__Task instructions__
**a.** Retype the book excerpt about Auntie Rose, starting with "I already talked" and going on through "all need sometimes.".
**b.** In the book excerpt about Auntie Rose, where did the large box come from each year around the narrator's birthday?
**c.** Continue the book excerpt about Auntie Rose from the point where it stops.

__Excerpt__
------------------------------------------------

A Moose In The Hoose!

This is an excerpt from my book, “Don’t Look Now...” which is about getting through tough times, using advice I’ve been given over the years—whether from friends, family, famous folks or even scrawls on bathroom walls (ya never know where good advice will appear!). This kinda gives a snapshot of our family during my childhood... and the pic is my Auntie Rose & Uncle Mal with yours truly in the sailor dress.



From

Don’t Look Now...

Chapter: There’s a Moose in the Hoose


“A merry heart doeth good like a medicine...”

~Proverbs 17:22~


I already talked about using laughter to get through trying times, but laughter for laughter’s sake—laughing just to laugh at an amusing situation, provides not only entertainment, but its own very special kind of release we all need sometimes.


The first childhood image that springs to mind when I think of Auntie Rose is tissue paper; not the kind for your nose, but the stuff for wrapping presents. Every year around my birthday a large box would arrive from New York, filled with packages of all shapes and size—a fair number of them loosely wrapped in white and colored crinkly tissue paper. Most would have gift tags attached, a few were in boxes, and some were “mystery” packages (no tags)—kind of an up for grabs or communal present. As we emptied the large box we would squeeze the packages and comment: “Feels like a sweater,” “Bet it’s slippers,” etc.

------------------------------------------------

__Dataset extract__
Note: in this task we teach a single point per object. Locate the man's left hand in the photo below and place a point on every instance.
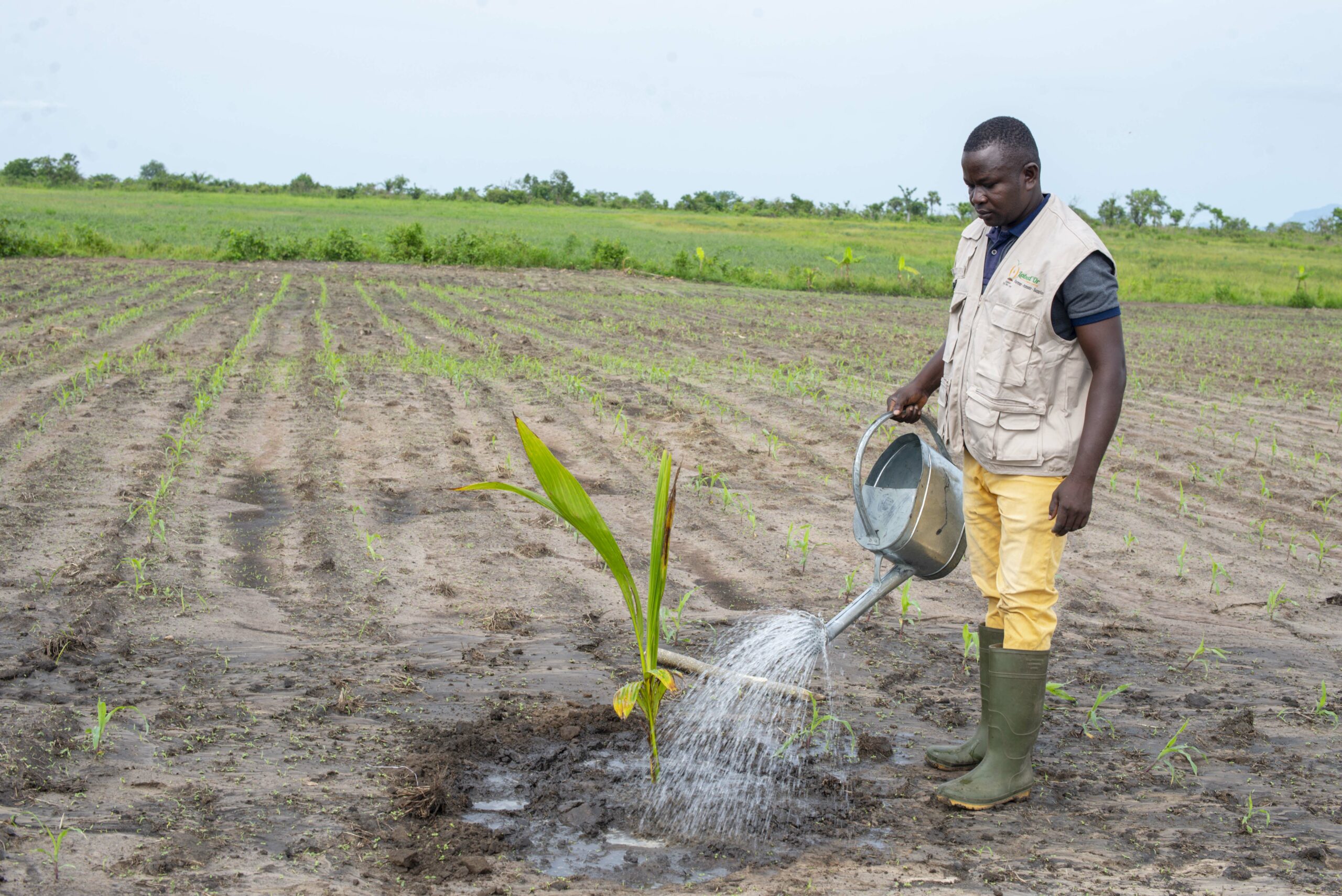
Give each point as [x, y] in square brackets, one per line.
[1072, 503]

------------------------------------------------

__Numbered responses__
**a.**
I already talked about using laughter to get through trying times, but laughter for laughter’s sake—laughing just to laugh at an amusing situation, provides not only entertainment, but its own very special kind of release we all need sometimes.

**b.** New York.

**c.**
The BEST was when Auntie Rose included one of her paintings. She did great flower and nature oil paintings, and their infrequent arrivals were the finest presents of all, for they were a part of her heart. I treasure her paintings—they make me feel like a little bit of her is still here.


Anyway...


Auntie Rose was actually my father’s aunt, but “Great Aunt Rose” just didn’t fit her. It was “Auntie Rose” and “Uncle Mal” (her husband) to all of us. The few times they were able to visit from New York were wonderful, warm, and full of laughter. Their most memorable visit involved a poor, hungry, unsuspecting mouse...


Living as we did in one of the first sets of tract homes in Anaheim, we were surrounded by orange groves. In addition, one of our next-door neighbors had ivy all over the place—the perfect breeding place for all sorts of critters, including mice and icky black widow spiders (Mama’s spider-in-the-shower encounter involved nekkidity, so the mouse story’ll hafta do).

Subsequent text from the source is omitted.